• Set problem:
Could you write out the records below exactly as they appear?

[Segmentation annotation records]

···

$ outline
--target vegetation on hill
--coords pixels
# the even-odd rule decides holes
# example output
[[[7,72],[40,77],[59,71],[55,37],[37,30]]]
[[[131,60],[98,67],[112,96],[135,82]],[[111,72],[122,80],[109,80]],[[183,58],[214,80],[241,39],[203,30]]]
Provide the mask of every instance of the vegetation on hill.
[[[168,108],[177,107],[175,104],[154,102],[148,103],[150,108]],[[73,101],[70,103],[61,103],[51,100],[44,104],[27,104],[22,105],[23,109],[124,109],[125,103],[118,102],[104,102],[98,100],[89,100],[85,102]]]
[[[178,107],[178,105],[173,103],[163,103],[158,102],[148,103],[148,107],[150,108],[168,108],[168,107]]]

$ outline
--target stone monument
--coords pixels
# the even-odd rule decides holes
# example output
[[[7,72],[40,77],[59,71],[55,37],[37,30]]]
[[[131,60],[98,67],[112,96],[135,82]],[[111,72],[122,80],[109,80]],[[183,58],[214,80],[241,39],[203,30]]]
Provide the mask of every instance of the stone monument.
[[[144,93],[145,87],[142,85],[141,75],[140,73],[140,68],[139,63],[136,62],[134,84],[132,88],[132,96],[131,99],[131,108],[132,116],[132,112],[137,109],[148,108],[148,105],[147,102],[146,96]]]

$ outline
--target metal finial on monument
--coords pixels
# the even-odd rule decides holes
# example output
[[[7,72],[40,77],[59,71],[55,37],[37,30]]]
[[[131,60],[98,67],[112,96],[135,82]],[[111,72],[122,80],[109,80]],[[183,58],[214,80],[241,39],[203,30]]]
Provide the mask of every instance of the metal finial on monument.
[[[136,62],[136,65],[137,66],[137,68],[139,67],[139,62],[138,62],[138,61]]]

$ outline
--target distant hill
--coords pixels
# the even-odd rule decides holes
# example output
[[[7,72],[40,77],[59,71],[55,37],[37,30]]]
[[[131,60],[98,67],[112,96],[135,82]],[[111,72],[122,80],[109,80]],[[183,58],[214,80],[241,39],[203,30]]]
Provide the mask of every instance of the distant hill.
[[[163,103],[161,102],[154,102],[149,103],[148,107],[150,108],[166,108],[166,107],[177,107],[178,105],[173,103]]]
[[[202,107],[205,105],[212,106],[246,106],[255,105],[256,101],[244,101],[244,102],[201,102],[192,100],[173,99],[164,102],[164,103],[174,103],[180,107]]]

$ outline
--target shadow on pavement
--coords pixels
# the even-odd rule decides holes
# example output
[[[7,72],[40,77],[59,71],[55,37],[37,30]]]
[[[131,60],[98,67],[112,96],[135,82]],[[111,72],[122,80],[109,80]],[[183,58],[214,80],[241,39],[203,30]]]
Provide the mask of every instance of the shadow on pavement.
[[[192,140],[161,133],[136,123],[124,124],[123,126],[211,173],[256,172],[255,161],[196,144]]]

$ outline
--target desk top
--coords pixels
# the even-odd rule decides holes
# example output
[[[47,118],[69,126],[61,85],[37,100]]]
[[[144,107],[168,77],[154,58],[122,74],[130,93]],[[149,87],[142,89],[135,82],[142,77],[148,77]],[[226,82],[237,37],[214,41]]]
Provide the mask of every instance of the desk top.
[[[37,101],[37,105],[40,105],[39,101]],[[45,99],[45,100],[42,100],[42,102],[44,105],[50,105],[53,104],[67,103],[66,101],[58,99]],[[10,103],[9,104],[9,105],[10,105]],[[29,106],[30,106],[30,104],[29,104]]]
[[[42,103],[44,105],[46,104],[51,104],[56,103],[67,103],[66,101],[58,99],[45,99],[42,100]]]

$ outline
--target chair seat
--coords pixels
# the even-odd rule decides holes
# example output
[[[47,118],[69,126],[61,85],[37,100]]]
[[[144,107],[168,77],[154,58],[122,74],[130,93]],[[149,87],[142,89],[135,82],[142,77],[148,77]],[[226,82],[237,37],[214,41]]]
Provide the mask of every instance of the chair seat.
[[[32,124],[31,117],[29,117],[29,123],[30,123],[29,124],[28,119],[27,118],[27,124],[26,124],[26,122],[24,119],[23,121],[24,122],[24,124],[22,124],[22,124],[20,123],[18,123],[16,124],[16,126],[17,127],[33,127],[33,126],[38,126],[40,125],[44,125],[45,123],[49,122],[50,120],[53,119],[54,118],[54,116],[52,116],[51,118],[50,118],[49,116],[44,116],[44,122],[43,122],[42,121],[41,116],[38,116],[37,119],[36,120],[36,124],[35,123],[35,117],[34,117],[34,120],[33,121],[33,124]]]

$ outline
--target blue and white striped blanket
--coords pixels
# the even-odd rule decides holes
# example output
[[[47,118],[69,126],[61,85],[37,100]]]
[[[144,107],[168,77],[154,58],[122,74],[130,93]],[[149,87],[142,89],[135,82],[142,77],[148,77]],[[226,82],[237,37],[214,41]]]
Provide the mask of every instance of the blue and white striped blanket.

···

• Exercise result:
$ outline
--target vegetation on hill
--coords pixels
# the even-odd rule decides holes
# example output
[[[7,72],[40,77],[59,71],[55,37],[37,30]]]
[[[131,60],[98,67],[112,96],[135,82]],[[111,72],[122,80],[109,80]],[[183,58],[214,80],[241,39],[203,30]]]
Provide the mask of every instance of the vegetation on hill.
[[[168,108],[177,107],[175,104],[154,102],[148,103],[150,108]],[[73,101],[70,103],[61,103],[51,100],[44,104],[27,104],[22,105],[23,109],[124,109],[125,103],[118,102],[104,102],[98,100],[89,100],[85,102]]]
[[[178,107],[178,105],[173,103],[163,103],[158,102],[148,103],[148,107],[150,108],[168,108],[168,107]]]

$ outline
--target stone monument
--coords pixels
# the even-odd rule decides holes
# example output
[[[7,72],[40,77],[59,71],[55,37],[37,30]]]
[[[131,60],[98,67],[112,96],[135,82]],[[111,72],[122,80],[109,80]],[[183,58],[214,80],[241,39],[203,30]]]
Provide the mask of every instance of the stone monument.
[[[144,93],[145,87],[142,85],[141,75],[140,73],[140,68],[139,63],[136,62],[134,84],[132,88],[132,96],[131,99],[131,108],[132,116],[132,112],[137,109],[148,108],[148,105],[147,102],[146,96]]]

$ outline
--target metal finial on monument
--coords pixels
# the even-odd rule decides holes
# example output
[[[7,72],[40,77],[59,71],[55,37],[37,30]]]
[[[131,60],[98,67],[112,96],[135,82]],[[111,72],[122,80],[109,80]],[[183,58],[214,80],[241,39],[203,30]]]
Provide the mask of every instance of the metal finial on monument.
[[[136,62],[136,65],[137,66],[137,68],[139,67],[139,62],[138,62],[138,61]]]

$ outline
--target distant hill
--coords pixels
# the even-odd rule decides holes
# example output
[[[7,72],[40,77],[59,71],[55,37],[37,30]]]
[[[131,60],[98,67],[112,96],[135,82]],[[111,72],[122,80],[109,80]],[[183,58],[214,80],[241,39],[203,30]]]
Provide the mask of every instance of the distant hill.
[[[163,103],[161,102],[154,102],[149,103],[148,107],[150,108],[166,108],[166,107],[177,107],[178,105],[173,103]]]
[[[202,107],[205,105],[212,106],[246,106],[255,105],[256,101],[244,101],[244,102],[201,102],[192,100],[173,99],[164,102],[164,103],[174,103],[180,107]]]

$ outline
--target shadow on pavement
--coords pixels
# the even-odd rule decides holes
# example output
[[[7,72],[40,77],[59,71],[55,37],[37,30]]]
[[[131,60],[98,67],[112,96],[135,82]],[[111,72],[122,80],[109,80]],[[183,58],[214,80],[241,39],[203,30]]]
Provide the mask of every instance of the shadow on pavement.
[[[192,140],[161,133],[136,123],[124,124],[123,126],[211,173],[256,172],[255,161],[196,144]]]

$ outline
--target desk top
--coords pixels
# the even-odd rule decides holes
# example output
[[[47,118],[69,126],[61,85],[37,100]]]
[[[144,107],[168,77],[154,58],[122,74],[130,93]],[[149,87],[142,89],[135,82],[142,77],[148,77]],[[226,82],[237,37],[214,41]]]
Provide the mask of every instance of the desk top.
[[[37,101],[37,105],[40,105],[39,101]],[[45,99],[45,100],[42,100],[42,102],[44,105],[50,105],[53,104],[67,103],[66,101],[58,99]],[[10,103],[9,104],[9,105],[10,105]],[[29,106],[30,106],[30,104],[29,104]]]
[[[42,103],[44,105],[46,104],[51,104],[56,103],[67,103],[66,101],[58,99],[45,99],[42,100]]]

$ outline
--target chair seat
--coords pixels
# the even-odd rule decides holes
# example output
[[[47,118],[69,126],[61,85],[37,100]]]
[[[144,107],[168,77],[154,58],[122,74],[130,93]],[[149,87],[142,89],[135,82],[142,77],[148,77]],[[226,82],[237,37],[214,41]]]
Provide the mask of every instance of the chair seat.
[[[32,124],[31,117],[29,117],[29,123],[30,123],[29,124],[28,119],[27,118],[27,124],[26,124],[26,122],[24,119],[23,121],[24,122],[24,124],[22,124],[22,124],[20,123],[18,123],[16,124],[16,126],[17,127],[33,127],[33,126],[38,126],[40,125],[44,125],[45,123],[49,122],[50,120],[53,119],[54,118],[54,116],[52,116],[51,118],[50,118],[49,116],[44,116],[44,122],[43,122],[42,121],[41,116],[38,116],[37,119],[36,120],[36,124],[35,123],[35,117],[34,117],[34,120],[33,121],[33,124]]]

$ outline
--target blue and white striped blanket
--coords pixels
# the even-odd rule decides holes
# example output
[[[47,118],[69,126],[61,85],[37,100]]]
[[[144,107],[168,77],[154,58],[122,74],[130,93]],[[149,87],[142,89],[135,82],[142,77],[148,77]],[[226,82],[237,37],[214,41]]]
Provide the mask of every instance of the blue and white striped blanket.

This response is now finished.